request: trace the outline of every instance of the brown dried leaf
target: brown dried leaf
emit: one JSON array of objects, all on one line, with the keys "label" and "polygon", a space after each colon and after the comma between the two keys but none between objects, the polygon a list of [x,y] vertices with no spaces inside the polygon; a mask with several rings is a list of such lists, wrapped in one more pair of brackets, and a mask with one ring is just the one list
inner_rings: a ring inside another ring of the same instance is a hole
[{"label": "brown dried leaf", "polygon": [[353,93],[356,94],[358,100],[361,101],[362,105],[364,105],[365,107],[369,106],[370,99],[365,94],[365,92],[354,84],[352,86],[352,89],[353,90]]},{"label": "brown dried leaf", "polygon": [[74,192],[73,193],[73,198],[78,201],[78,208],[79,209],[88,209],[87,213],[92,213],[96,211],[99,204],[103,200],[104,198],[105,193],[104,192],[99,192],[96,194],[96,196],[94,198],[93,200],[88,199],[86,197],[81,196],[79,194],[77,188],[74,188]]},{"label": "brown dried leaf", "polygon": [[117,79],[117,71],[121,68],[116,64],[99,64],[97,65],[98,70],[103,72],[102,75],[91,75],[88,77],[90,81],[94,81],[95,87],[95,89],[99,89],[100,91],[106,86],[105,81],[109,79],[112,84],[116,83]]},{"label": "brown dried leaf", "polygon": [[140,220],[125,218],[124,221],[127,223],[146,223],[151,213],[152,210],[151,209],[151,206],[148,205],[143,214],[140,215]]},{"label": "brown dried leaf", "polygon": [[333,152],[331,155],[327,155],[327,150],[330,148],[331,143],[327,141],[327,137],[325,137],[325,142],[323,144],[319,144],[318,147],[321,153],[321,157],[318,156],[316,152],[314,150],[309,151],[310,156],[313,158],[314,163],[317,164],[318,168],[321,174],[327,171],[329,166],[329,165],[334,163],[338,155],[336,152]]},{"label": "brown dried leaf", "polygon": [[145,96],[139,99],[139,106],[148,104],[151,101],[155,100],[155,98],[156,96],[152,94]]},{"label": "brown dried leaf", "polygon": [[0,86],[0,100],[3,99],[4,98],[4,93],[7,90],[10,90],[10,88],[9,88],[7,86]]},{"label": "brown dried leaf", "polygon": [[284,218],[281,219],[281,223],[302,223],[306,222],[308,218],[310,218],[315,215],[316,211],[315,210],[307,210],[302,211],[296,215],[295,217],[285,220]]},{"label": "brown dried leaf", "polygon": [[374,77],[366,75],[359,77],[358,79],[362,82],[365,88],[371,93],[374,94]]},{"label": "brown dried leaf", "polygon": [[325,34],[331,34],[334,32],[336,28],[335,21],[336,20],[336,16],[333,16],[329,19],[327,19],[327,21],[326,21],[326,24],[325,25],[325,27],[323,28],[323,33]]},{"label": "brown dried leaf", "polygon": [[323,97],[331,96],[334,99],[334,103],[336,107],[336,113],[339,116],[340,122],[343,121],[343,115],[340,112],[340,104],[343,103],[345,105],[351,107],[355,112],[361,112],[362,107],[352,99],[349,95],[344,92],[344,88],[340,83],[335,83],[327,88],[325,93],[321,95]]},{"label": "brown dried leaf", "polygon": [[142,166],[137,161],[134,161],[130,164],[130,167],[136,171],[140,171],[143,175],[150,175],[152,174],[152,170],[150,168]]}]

- - - - -

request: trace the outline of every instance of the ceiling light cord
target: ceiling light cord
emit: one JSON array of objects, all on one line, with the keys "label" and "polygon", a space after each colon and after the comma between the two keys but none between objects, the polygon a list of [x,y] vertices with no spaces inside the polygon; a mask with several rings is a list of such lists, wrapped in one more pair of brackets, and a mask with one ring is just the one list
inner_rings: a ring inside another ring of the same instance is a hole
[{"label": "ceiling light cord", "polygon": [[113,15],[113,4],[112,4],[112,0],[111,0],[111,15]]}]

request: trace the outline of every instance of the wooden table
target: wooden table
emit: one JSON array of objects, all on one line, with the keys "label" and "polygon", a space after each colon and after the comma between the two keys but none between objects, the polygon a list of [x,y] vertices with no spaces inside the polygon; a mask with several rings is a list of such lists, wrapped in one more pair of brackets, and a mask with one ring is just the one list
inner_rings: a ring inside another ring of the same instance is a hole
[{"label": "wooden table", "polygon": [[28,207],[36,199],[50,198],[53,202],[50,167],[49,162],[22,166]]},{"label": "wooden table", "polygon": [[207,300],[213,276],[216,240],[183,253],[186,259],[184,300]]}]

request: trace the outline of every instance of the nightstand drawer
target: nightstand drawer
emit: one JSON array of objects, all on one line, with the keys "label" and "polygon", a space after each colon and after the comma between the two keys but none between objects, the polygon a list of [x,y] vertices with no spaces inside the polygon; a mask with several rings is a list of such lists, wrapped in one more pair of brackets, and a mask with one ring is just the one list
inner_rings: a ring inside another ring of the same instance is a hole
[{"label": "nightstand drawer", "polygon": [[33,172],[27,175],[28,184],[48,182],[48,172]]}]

- - - - -

Rewrite only the stretch of records from the line containing "request: trace the outline of every instance of the ceiling" through the line containing "target: ceiling light cord", changing "ceiling light cord" to "hanging lamp wire" and leaving every other word as it is.

request: trace the outline of every instance of the hanging lamp wire
target: hanging lamp wire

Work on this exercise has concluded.